:: INSTRUCTIONS FOR THE TASK ::
Copy every line from the one containing "mark: car side" through the last line of the records below, both included, and nothing else.

:: PROVIDED RECORDS ::
+ + +
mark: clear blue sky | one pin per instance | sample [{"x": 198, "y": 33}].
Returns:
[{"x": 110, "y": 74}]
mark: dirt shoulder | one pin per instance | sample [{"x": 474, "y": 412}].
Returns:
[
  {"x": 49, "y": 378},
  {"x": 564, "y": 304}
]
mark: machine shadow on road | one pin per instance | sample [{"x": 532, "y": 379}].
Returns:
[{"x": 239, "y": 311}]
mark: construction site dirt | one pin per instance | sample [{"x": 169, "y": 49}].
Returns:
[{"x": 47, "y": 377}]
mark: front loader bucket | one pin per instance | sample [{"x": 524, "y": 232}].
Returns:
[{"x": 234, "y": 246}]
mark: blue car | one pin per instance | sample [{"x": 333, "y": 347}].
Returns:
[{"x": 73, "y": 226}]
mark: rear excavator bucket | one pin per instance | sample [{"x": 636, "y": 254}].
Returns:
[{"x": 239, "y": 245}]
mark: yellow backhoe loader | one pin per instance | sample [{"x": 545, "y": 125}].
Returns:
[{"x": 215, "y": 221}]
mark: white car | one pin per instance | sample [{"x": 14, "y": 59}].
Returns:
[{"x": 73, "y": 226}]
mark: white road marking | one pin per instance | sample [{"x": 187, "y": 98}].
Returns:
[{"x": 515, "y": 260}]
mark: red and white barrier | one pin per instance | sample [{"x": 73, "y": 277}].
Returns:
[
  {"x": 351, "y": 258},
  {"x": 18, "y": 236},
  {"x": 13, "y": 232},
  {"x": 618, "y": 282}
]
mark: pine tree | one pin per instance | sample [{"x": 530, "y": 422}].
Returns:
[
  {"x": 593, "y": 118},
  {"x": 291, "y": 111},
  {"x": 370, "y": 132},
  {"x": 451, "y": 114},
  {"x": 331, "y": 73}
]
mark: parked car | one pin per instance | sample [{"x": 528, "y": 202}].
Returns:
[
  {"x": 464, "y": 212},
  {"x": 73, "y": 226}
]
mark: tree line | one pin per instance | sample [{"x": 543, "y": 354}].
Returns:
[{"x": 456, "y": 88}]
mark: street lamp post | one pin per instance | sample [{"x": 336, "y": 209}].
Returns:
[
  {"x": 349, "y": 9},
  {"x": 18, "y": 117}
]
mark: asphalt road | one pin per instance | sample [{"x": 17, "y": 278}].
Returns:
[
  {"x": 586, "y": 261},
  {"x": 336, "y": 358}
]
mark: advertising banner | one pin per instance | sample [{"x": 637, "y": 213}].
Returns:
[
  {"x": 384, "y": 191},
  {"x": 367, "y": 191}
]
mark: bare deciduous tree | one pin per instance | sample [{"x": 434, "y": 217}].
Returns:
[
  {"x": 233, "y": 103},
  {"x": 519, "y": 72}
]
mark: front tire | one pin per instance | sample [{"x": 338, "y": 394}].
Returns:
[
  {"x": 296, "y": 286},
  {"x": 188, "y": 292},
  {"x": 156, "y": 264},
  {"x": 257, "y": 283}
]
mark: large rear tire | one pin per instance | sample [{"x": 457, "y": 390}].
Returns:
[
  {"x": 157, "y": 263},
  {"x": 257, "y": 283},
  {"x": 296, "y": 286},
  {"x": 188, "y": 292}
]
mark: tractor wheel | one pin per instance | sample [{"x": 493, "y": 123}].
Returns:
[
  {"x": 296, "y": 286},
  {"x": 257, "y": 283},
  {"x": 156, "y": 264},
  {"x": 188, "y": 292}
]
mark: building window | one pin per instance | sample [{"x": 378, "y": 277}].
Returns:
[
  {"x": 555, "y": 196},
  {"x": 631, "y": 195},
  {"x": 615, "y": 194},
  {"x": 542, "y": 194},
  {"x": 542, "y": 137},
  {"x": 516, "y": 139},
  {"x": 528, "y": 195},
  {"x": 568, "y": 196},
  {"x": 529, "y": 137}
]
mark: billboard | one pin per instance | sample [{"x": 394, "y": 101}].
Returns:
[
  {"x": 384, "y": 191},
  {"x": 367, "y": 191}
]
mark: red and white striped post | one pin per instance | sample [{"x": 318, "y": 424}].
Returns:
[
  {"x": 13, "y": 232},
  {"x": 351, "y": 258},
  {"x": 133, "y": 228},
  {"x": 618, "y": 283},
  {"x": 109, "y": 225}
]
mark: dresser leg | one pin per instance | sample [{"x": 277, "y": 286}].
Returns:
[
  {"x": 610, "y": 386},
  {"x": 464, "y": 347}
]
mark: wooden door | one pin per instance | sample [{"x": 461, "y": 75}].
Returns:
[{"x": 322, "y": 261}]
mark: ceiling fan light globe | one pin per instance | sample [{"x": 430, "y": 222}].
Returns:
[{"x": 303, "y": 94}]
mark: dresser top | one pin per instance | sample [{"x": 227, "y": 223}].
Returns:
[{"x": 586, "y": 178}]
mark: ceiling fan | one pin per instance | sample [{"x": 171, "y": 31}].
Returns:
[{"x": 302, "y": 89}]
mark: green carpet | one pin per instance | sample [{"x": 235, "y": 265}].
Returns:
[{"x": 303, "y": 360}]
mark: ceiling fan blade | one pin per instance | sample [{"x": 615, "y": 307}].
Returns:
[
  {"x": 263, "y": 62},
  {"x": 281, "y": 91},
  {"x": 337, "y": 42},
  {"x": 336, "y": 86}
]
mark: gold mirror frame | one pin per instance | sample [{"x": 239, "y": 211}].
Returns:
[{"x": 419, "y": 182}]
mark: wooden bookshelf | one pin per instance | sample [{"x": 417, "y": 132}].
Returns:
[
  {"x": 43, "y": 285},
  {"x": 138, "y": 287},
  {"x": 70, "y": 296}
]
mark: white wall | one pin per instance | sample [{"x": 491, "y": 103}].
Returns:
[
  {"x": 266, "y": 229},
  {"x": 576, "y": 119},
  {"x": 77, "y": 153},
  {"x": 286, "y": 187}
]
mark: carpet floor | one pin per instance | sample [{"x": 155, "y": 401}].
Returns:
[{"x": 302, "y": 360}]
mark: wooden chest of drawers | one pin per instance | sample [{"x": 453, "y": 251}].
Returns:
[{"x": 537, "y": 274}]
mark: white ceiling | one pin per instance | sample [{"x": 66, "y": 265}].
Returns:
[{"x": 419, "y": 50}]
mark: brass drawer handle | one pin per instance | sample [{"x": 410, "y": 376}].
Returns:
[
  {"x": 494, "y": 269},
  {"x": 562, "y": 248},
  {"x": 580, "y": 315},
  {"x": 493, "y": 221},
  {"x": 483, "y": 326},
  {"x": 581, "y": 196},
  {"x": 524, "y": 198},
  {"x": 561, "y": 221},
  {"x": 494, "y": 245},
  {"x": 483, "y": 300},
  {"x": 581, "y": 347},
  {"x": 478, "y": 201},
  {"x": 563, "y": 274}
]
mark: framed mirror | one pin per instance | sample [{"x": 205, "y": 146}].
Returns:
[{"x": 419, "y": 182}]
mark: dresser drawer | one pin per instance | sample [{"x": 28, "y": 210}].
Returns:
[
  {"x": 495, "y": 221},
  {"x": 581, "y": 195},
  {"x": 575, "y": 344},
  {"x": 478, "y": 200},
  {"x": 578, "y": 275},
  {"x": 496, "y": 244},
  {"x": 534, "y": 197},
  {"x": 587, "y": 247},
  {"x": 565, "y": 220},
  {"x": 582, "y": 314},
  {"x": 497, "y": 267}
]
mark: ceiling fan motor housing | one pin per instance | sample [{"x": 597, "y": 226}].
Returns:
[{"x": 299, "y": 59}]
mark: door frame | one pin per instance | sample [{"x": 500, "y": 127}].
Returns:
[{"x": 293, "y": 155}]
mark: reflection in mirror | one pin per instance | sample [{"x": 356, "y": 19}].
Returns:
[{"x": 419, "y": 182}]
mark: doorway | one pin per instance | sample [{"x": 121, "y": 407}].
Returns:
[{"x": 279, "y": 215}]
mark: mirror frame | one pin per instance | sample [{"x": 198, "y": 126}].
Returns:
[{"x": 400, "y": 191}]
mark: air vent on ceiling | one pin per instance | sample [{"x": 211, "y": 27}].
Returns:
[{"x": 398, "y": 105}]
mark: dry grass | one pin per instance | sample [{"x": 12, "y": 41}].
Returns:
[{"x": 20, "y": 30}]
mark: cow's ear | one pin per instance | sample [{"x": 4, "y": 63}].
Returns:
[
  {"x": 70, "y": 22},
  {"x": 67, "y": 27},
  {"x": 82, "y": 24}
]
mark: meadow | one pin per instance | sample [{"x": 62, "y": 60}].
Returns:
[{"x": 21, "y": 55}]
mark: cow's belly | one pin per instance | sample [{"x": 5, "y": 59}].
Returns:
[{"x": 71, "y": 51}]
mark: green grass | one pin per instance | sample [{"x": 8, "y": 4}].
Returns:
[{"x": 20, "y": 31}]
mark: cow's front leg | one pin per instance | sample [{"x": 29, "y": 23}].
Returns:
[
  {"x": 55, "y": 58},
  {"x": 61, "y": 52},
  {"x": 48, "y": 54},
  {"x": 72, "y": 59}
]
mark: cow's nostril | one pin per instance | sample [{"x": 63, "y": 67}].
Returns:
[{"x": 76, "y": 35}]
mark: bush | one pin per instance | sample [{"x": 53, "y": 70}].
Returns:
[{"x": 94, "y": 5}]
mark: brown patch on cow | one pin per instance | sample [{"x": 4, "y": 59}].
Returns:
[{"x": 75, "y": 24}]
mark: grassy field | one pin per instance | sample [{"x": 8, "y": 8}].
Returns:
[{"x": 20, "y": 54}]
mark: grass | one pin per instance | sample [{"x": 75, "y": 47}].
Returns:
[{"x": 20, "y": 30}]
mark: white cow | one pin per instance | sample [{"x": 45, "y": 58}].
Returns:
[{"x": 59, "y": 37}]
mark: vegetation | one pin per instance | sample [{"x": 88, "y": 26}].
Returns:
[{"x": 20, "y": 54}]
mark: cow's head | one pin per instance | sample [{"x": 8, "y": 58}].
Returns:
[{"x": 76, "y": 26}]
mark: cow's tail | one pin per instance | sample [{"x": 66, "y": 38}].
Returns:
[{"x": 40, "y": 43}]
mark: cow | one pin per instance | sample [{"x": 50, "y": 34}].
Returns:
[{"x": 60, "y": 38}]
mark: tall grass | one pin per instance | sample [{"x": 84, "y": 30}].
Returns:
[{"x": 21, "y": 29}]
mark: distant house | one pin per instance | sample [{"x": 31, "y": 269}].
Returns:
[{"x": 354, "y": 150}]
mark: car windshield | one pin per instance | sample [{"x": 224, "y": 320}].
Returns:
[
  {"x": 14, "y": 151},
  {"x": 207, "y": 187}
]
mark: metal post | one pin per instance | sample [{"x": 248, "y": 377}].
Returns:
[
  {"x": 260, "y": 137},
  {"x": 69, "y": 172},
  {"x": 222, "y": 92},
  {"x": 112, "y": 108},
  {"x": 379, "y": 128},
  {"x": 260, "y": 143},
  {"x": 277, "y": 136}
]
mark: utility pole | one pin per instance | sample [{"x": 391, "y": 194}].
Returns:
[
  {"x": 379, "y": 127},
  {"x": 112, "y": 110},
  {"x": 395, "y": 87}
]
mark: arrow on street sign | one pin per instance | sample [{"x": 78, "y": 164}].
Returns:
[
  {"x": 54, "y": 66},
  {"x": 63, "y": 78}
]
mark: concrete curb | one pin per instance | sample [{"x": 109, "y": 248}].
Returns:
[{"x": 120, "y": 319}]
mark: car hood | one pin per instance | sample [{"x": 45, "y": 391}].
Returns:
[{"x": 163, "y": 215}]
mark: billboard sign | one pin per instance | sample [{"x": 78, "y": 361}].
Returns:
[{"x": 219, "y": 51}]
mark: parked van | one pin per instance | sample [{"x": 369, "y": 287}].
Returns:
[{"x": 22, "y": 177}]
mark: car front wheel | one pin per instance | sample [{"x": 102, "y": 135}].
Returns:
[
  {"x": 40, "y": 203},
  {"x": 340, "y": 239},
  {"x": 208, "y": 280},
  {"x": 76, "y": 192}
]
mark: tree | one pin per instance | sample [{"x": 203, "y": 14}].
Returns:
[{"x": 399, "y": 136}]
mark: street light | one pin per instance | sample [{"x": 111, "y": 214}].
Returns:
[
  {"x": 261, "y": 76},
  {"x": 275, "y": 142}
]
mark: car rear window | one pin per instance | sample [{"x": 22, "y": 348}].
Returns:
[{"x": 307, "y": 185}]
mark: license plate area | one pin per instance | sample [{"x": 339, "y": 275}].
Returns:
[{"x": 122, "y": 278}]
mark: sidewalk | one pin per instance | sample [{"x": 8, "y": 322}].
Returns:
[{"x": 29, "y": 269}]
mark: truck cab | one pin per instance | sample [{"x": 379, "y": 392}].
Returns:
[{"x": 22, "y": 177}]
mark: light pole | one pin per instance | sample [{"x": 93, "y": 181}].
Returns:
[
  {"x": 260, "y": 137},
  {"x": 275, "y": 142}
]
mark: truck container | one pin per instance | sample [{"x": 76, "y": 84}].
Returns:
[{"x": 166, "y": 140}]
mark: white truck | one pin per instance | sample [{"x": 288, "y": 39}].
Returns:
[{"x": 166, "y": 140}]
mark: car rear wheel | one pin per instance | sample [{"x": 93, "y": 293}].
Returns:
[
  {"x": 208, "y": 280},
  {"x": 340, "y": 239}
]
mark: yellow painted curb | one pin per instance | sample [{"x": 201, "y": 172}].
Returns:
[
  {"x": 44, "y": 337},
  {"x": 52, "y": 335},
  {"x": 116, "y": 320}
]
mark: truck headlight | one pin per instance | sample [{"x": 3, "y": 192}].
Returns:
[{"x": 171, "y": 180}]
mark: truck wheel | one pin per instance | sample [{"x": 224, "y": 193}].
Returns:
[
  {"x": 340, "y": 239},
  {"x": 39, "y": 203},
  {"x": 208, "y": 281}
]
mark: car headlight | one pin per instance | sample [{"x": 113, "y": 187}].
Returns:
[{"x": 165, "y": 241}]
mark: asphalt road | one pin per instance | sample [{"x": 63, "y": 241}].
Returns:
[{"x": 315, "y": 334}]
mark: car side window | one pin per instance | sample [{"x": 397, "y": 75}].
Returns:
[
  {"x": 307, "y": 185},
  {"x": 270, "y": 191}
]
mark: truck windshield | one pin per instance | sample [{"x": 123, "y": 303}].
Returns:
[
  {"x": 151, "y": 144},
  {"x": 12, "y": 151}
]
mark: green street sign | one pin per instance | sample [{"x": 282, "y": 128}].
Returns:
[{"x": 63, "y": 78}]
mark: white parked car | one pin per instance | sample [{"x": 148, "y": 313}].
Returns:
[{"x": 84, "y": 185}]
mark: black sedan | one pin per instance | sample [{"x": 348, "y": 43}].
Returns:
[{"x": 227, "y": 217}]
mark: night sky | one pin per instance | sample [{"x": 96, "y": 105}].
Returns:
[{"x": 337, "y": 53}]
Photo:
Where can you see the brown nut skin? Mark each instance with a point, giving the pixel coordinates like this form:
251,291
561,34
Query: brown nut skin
+ + +
:: RESULT FOR THIS EXERCISE ::
mark: car side window | one pin per instance | sample [{"x": 397, "y": 75}].
Returns:
[
  {"x": 307, "y": 185},
  {"x": 270, "y": 191}
]
mark: truck windshield | one pin per instance | sample [{"x": 123, "y": 303}].
Returns:
[
  {"x": 151, "y": 144},
  {"x": 12, "y": 151}
]
mark: green street sign | one pin per instance | sample [{"x": 282, "y": 128}].
Returns:
[{"x": 63, "y": 78}]
mark: white parked car | one pin per instance | sample [{"x": 148, "y": 313}].
Returns:
[{"x": 84, "y": 185}]
mark: black sedan | one pin per instance | sample [{"x": 348, "y": 43}].
Returns:
[{"x": 227, "y": 217}]
mark: night sky | one pin per instance | sample [{"x": 96, "y": 105}].
Returns:
[{"x": 337, "y": 53}]
Photo:
Where can you see the brown nut skin? Mark each instance with a point, giving the pixel coordinates like this form:
251,291
561,34
Query: brown nut skin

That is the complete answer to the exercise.